::: AVAILABLE DATA
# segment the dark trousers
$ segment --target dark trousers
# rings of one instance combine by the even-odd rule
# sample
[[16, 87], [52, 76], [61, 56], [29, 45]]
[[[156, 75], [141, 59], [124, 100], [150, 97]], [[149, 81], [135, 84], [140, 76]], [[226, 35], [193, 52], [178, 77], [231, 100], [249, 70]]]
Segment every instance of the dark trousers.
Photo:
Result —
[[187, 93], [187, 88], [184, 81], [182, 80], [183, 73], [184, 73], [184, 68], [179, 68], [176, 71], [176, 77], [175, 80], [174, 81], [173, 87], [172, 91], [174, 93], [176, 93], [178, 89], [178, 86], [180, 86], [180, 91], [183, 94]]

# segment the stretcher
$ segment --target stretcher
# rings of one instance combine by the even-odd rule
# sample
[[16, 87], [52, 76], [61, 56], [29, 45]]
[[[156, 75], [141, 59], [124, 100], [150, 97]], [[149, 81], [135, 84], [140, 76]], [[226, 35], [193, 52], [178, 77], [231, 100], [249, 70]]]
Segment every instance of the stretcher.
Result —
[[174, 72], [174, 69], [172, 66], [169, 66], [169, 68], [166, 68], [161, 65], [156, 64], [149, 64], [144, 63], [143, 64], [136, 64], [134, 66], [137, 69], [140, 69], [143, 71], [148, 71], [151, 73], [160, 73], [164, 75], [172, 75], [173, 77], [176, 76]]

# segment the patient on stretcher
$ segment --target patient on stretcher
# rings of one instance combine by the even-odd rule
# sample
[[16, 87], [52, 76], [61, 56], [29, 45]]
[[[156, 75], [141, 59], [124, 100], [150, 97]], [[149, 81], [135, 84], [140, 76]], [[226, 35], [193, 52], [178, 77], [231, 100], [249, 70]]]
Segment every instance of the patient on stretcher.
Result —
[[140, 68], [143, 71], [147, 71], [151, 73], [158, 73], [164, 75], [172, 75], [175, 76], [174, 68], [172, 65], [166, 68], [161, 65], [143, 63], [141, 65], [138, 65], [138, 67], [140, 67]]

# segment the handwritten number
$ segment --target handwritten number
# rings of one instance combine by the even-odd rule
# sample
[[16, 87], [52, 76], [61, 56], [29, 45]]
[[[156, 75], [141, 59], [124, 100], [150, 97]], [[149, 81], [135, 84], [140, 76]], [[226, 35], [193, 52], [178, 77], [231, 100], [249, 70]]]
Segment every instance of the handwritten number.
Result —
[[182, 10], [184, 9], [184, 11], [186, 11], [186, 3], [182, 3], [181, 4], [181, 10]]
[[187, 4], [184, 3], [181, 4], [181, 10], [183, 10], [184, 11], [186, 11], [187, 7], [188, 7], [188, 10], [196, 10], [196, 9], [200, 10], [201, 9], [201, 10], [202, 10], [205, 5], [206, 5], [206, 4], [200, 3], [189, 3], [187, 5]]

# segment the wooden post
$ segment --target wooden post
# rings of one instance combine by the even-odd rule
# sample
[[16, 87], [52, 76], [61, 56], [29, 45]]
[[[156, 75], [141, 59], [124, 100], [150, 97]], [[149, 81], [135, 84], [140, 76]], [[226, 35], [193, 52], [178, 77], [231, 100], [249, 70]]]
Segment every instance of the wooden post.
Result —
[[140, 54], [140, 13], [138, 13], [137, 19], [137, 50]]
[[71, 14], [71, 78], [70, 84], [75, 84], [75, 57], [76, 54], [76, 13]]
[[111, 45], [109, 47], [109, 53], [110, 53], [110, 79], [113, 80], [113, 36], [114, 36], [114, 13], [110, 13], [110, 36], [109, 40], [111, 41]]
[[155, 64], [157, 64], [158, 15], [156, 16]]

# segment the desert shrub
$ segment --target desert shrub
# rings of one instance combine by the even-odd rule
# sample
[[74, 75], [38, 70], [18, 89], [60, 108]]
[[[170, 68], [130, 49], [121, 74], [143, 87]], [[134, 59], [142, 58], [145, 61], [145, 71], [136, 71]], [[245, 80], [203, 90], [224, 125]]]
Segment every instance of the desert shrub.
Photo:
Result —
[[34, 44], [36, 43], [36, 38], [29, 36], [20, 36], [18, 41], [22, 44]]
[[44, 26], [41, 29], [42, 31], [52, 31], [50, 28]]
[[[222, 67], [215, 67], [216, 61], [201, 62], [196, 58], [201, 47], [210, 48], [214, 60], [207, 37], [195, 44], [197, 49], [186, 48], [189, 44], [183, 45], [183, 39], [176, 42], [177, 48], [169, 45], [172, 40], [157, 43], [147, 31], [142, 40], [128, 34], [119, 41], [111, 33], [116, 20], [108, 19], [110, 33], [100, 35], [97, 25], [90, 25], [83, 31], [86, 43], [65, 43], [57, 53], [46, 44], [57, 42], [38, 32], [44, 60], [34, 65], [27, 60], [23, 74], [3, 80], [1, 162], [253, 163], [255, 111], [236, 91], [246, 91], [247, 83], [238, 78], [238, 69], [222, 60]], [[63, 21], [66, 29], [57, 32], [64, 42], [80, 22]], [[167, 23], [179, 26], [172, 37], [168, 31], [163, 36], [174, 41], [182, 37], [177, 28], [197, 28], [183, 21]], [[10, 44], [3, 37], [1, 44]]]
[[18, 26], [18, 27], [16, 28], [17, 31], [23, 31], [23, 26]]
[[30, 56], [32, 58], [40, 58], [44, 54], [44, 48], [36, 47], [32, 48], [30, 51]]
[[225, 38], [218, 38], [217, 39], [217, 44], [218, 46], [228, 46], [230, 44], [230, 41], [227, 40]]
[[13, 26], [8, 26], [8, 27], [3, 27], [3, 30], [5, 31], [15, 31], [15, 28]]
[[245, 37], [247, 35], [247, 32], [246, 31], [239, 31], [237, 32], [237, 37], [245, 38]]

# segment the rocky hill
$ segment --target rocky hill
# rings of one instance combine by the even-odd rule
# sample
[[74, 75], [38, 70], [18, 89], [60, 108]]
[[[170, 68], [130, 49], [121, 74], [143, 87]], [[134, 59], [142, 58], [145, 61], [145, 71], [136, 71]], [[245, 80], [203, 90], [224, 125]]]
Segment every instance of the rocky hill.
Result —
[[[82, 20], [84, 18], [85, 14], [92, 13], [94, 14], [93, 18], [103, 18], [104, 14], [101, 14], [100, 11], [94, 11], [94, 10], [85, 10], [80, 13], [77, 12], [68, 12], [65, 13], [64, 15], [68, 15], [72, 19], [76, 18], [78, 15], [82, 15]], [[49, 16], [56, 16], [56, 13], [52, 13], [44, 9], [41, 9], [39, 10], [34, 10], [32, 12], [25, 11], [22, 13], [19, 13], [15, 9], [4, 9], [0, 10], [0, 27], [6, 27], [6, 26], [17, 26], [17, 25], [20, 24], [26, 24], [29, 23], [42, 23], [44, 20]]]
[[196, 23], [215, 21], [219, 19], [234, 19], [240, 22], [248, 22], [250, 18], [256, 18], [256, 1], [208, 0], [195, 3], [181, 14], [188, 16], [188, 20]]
::::::
STATED EXERCISE:
Print nothing but the lines from the line with "# segment the rocky hill" to the last line of the records above. Both of those lines count.

SOLVED PROBLEM:
# segment the rocky hill
$ segment --target rocky hill
# rings of one instance combine by the even-odd rule
# sample
[[74, 75], [38, 70], [18, 89], [60, 108]]
[[[170, 68], [130, 49], [121, 74], [143, 87]], [[134, 59], [142, 58], [145, 61], [145, 71], [136, 71]], [[245, 80], [203, 90], [224, 125]]]
Segment every instance of the rocky hill.
Result —
[[[82, 20], [84, 18], [85, 14], [92, 13], [94, 14], [93, 18], [103, 18], [104, 14], [101, 14], [100, 11], [94, 11], [94, 10], [85, 10], [80, 13], [77, 12], [68, 12], [65, 13], [64, 15], [68, 15], [72, 19], [76, 18], [78, 15], [82, 15]], [[49, 16], [56, 16], [56, 13], [52, 13], [44, 9], [41, 9], [39, 10], [34, 10], [32, 12], [25, 11], [22, 13], [19, 13], [15, 9], [4, 9], [0, 10], [0, 27], [6, 27], [6, 26], [17, 26], [17, 25], [20, 24], [26, 24], [29, 23], [42, 23], [44, 20]]]
[[196, 23], [215, 21], [219, 19], [234, 19], [240, 22], [248, 22], [250, 18], [256, 18], [256, 1], [208, 0], [195, 3], [181, 14], [188, 16], [188, 20]]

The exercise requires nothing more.